> _Work instruction_
Please print the whole listing again, exactly as shown.

——————

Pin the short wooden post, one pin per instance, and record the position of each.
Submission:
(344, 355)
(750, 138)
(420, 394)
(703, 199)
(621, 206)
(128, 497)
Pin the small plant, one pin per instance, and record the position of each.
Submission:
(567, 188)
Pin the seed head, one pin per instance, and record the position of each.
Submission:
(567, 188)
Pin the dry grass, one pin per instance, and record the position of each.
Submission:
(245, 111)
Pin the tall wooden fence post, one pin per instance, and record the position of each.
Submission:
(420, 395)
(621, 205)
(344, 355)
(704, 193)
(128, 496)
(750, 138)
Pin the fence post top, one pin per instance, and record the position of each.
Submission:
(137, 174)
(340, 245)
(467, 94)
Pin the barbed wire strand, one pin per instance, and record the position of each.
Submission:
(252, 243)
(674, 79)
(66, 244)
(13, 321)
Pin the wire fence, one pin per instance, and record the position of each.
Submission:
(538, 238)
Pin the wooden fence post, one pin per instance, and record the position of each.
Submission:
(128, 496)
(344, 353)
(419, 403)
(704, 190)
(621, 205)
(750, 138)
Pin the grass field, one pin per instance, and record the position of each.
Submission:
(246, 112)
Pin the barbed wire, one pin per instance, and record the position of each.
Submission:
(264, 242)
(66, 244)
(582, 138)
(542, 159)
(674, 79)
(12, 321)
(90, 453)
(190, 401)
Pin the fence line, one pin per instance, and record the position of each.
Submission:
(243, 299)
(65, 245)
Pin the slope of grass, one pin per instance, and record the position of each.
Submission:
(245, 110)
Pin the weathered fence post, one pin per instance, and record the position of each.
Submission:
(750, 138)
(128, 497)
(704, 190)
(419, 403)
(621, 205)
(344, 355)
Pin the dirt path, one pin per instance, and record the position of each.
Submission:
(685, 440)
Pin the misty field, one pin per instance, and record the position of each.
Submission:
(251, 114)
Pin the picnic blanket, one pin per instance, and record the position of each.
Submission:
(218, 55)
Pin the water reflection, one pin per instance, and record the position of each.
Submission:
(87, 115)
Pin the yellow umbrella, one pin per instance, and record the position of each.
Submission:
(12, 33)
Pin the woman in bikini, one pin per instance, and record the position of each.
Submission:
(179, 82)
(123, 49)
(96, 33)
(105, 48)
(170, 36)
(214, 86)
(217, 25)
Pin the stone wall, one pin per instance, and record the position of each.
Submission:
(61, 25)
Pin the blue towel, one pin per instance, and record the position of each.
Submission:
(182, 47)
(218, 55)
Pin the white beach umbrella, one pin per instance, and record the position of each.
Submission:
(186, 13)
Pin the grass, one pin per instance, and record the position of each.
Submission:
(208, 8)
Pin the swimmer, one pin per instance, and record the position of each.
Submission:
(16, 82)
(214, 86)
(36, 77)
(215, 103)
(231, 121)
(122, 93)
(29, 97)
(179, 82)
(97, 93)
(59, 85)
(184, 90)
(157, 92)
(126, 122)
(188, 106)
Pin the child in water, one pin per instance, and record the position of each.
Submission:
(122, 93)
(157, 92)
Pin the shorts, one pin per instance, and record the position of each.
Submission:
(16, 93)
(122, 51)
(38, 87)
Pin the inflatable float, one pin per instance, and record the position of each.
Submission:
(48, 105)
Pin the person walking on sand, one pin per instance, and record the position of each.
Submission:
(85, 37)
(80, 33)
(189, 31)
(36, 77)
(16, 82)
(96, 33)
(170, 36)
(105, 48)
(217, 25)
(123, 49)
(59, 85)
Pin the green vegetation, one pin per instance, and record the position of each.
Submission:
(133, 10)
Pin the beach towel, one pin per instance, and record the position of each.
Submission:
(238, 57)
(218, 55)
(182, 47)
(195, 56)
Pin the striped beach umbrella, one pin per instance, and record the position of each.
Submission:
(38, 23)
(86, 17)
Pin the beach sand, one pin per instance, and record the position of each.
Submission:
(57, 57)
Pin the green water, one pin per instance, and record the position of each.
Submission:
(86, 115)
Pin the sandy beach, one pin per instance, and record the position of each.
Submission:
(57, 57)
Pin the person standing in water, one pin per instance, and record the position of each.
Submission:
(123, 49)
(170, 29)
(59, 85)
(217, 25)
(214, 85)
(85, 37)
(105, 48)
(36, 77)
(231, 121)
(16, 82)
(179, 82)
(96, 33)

——————

> _Answer space_
Pin the short wooden post, one pin per instance, and record the position of each.
Submission:
(344, 355)
(750, 138)
(420, 394)
(703, 199)
(621, 206)
(128, 497)
Pin the small plant, one pin per instance, and record the position of each.
Submission:
(567, 188)
Pin the seed head, one pin per instance, and record the position of each.
Submission:
(567, 188)
Pin the dry grass, one pin per instance, and record the position of each.
Submission:
(245, 111)
Pin the tall wooden fence post, one pin per instance, and record the position of each.
Submission:
(420, 395)
(621, 205)
(344, 355)
(704, 193)
(128, 496)
(750, 138)
Pin the fence post top, one pin per instance, and record the position of each.
Submission:
(137, 174)
(340, 245)
(467, 94)
Pin the barbed wire strand, one pin per instance, and record the position of each.
Submission:
(252, 243)
(674, 79)
(66, 244)
(13, 321)
Pin the wire fence, one pin per instance, and record the position of each.
Submission:
(538, 238)
Pin the wooden fence post, one pin per instance, and record the position of each.
Submission:
(128, 496)
(344, 353)
(419, 403)
(704, 190)
(621, 205)
(750, 138)
Pin the grass field, one pin per instance, and record the position of each.
Submission:
(246, 112)
Pin the barbed wire, one pin per instance, and record the position of each.
Submission:
(264, 242)
(66, 244)
(582, 138)
(542, 159)
(674, 79)
(12, 321)
(90, 453)
(190, 401)
Pin the fence line, one pin per instance, and record the position of each.
Submission:
(243, 299)
(65, 245)
Pin the slope of grass, one pin per instance, and record the position of each.
Submission:
(245, 110)
Pin the weathered fence post, one pin per instance, and record the position of each.
Submission:
(750, 138)
(128, 497)
(704, 190)
(419, 403)
(621, 205)
(344, 355)
Pin the dirt path, one pin per instance, and record the position of each.
Submission:
(685, 440)
Pin the misty field, one pin per instance, and record the position of each.
Submission:
(251, 114)
Pin the picnic blanket, one pin per instance, and record the position of each.
Submission:
(218, 55)
Pin the water reflection, one pin per instance, and record the position of each.
Submission:
(87, 115)
Pin the yellow umbrella, one pin per instance, and record the position of each.
Submission:
(12, 33)
Pin the woman in bikini, one pin per instance, and record the position of each.
Submission:
(179, 82)
(123, 49)
(96, 33)
(105, 48)
(170, 36)
(214, 86)
(217, 25)
Pin the stone wall, one pin per instance, and record the position of each.
Submission:
(61, 25)
Pin the blue towel, one pin per instance, and record the position of each.
Submission:
(182, 47)
(218, 55)
Pin the white beach umbrella, one pin per instance, and record the position of each.
Submission:
(186, 13)
Pin the grass, one pin per instance, and record the position of each.
Submission:
(208, 8)
Pin the swimmer, one pin per instance, and record the position of each.
Submission:
(16, 82)
(214, 86)
(36, 77)
(215, 103)
(231, 121)
(122, 93)
(29, 97)
(179, 82)
(97, 93)
(59, 85)
(184, 90)
(157, 92)
(126, 122)
(188, 106)
Pin the child in water, one pin per instance, and record the position of each.
Submission:
(122, 93)
(157, 92)
Pin the shorts, one pin per instance, and record the position of each.
Submission:
(16, 93)
(122, 51)
(38, 87)
Pin the inflatable float, one pin per instance, and record the position of each.
Submission:
(48, 105)
Pin the person walking on sand, one pin per instance, and record the position of each.
Submission:
(85, 37)
(80, 33)
(189, 31)
(36, 77)
(16, 82)
(96, 33)
(170, 36)
(105, 48)
(217, 25)
(123, 49)
(59, 85)
Pin the green vegetation, one pin per instance, and record the position of each.
Submission:
(133, 10)
Pin the beach towel, one pin per instance, and record the position of each.
Submission:
(238, 57)
(218, 55)
(182, 47)
(195, 56)
Pin the striped beach umbrella, one pin per instance, and record the position of each.
Submission:
(38, 23)
(86, 17)
Pin the beach sand, one pin per instance, and record the position of each.
Submission:
(57, 57)
Pin the green water, one pin per instance, and record the position of each.
Submission:
(86, 115)
Pin the sandy beach, one pin per instance, and record the position of each.
Submission:
(57, 57)
Pin the person standing in water, one pin per instance, and record the position of each.
Submission:
(123, 49)
(170, 29)
(59, 85)
(217, 25)
(214, 85)
(85, 37)
(105, 48)
(36, 77)
(231, 121)
(16, 82)
(179, 82)
(96, 33)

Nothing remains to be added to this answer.